_Task requirements_
Determine how many lines in the records include "above". Write the number and nothing more.

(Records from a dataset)

--- --- ---

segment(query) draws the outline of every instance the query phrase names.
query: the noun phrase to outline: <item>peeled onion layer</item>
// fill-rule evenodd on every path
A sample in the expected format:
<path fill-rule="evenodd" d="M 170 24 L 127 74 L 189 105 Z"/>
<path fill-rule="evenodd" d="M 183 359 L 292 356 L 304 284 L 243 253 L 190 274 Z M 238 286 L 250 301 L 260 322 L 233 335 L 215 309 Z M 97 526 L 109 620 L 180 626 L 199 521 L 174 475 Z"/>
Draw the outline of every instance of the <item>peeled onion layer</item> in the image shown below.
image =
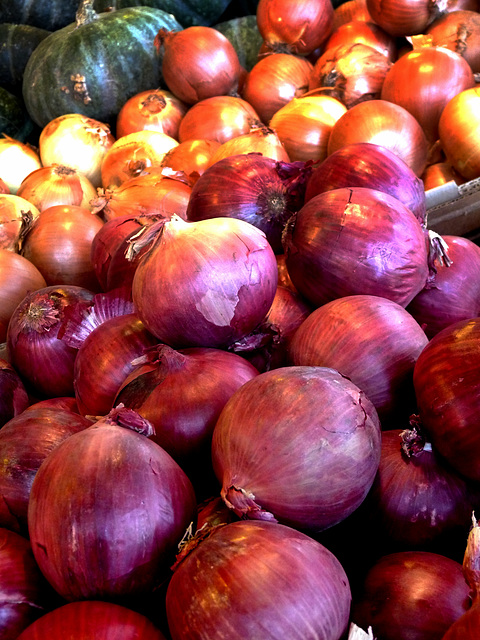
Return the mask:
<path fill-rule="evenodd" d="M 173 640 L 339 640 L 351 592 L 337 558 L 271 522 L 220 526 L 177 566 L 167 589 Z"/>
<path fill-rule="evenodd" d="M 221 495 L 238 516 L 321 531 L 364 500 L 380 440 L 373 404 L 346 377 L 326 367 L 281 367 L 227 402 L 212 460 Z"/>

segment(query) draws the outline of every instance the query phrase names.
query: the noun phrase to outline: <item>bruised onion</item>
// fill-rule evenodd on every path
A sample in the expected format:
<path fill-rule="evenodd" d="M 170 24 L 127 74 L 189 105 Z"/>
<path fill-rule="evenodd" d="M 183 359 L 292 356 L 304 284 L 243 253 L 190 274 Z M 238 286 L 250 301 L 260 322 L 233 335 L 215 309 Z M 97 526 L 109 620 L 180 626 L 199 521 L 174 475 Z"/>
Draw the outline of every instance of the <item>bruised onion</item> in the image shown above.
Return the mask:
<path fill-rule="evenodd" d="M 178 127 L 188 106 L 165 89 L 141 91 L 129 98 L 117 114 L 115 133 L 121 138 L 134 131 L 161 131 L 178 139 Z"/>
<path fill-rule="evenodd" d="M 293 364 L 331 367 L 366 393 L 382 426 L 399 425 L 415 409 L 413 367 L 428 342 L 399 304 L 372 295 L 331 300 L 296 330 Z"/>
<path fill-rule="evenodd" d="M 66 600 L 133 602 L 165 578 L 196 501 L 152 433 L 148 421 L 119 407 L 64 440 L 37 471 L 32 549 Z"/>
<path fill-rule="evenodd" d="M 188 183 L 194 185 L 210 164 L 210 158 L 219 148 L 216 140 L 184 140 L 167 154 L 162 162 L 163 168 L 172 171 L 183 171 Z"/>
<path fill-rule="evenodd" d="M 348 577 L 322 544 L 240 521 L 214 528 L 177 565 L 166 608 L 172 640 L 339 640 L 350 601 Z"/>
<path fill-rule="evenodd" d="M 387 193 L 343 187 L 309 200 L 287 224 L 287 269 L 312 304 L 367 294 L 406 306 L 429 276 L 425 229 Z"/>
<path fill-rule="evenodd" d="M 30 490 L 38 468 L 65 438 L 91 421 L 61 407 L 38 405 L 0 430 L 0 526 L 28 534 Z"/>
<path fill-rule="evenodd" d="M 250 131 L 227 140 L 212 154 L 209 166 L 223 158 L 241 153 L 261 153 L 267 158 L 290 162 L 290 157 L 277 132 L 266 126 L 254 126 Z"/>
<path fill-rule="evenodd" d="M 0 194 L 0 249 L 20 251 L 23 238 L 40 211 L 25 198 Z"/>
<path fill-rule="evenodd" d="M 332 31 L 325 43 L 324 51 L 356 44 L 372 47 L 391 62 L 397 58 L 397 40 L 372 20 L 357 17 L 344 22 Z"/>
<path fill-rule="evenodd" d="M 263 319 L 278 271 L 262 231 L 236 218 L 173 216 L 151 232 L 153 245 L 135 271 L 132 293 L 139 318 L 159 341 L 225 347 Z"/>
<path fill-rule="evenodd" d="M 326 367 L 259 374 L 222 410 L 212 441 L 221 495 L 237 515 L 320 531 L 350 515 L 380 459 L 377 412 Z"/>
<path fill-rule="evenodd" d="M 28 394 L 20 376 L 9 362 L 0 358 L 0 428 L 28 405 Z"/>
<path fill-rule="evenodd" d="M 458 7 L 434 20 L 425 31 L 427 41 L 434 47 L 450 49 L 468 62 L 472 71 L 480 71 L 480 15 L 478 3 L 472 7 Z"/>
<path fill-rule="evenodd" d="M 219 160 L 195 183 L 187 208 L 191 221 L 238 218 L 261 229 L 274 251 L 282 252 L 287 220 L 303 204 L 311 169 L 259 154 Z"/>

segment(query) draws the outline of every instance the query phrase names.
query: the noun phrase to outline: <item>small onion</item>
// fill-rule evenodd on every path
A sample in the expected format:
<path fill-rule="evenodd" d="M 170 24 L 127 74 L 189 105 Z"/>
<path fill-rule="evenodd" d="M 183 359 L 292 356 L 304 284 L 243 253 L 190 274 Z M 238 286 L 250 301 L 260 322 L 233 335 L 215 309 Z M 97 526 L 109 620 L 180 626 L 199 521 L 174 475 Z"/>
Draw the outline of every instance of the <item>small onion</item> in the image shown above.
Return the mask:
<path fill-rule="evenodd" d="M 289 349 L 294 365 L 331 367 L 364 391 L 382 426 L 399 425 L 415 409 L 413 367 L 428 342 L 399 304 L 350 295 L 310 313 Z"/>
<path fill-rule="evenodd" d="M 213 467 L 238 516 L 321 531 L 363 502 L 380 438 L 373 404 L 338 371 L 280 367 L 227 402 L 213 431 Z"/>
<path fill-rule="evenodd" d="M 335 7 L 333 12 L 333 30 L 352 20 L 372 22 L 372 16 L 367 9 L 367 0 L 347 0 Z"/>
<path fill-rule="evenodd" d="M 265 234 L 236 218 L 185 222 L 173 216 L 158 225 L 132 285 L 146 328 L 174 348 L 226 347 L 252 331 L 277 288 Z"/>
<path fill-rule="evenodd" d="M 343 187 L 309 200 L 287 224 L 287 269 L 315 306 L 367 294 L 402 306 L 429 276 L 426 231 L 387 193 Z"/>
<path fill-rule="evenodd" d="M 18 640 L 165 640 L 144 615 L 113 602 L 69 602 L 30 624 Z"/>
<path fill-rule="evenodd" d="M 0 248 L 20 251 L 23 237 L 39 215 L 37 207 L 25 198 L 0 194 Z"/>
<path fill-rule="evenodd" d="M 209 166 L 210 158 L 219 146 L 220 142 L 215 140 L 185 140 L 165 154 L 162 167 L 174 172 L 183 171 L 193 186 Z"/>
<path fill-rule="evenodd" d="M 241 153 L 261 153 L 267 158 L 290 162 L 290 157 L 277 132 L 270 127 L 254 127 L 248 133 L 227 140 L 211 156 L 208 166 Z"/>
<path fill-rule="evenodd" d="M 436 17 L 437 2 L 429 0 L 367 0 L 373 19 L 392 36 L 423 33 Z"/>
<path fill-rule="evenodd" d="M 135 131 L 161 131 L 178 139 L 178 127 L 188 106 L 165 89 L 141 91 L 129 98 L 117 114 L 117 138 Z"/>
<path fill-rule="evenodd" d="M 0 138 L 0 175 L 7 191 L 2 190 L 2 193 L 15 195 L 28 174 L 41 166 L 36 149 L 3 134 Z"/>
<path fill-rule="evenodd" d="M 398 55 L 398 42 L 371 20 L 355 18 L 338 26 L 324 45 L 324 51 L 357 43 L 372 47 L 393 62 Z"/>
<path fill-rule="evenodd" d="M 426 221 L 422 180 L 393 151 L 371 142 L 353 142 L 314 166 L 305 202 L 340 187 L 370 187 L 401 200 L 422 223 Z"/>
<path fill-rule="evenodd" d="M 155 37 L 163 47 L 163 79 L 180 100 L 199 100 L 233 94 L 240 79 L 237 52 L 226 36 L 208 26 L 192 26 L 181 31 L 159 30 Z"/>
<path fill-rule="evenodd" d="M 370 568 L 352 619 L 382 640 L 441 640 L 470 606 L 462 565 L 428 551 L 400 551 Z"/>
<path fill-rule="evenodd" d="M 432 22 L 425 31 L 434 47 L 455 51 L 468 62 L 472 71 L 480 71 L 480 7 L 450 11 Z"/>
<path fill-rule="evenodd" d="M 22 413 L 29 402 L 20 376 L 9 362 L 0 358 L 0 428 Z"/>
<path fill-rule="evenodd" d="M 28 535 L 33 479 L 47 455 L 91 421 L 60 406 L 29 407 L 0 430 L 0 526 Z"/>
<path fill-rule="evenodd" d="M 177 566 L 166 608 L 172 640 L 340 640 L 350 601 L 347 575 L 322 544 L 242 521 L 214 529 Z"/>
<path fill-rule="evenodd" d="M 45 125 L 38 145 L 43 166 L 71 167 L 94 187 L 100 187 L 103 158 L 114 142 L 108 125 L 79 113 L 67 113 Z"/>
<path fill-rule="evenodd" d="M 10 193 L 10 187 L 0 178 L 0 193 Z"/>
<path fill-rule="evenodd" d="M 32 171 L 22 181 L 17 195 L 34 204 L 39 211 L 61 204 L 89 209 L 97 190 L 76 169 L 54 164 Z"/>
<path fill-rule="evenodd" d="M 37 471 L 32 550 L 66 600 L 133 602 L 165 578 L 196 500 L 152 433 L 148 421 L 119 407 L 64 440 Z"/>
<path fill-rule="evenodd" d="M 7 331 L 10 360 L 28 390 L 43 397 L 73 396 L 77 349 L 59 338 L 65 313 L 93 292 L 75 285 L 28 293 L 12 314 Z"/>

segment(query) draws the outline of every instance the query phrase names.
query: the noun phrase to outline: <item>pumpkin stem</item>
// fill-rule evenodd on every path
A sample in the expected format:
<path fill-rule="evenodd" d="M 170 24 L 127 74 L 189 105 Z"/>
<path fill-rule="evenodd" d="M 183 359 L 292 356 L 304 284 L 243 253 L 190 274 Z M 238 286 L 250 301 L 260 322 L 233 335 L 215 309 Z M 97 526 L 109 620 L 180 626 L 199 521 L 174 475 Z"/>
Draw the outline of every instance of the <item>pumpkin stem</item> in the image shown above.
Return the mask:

--- --- ---

_Finished exercise_
3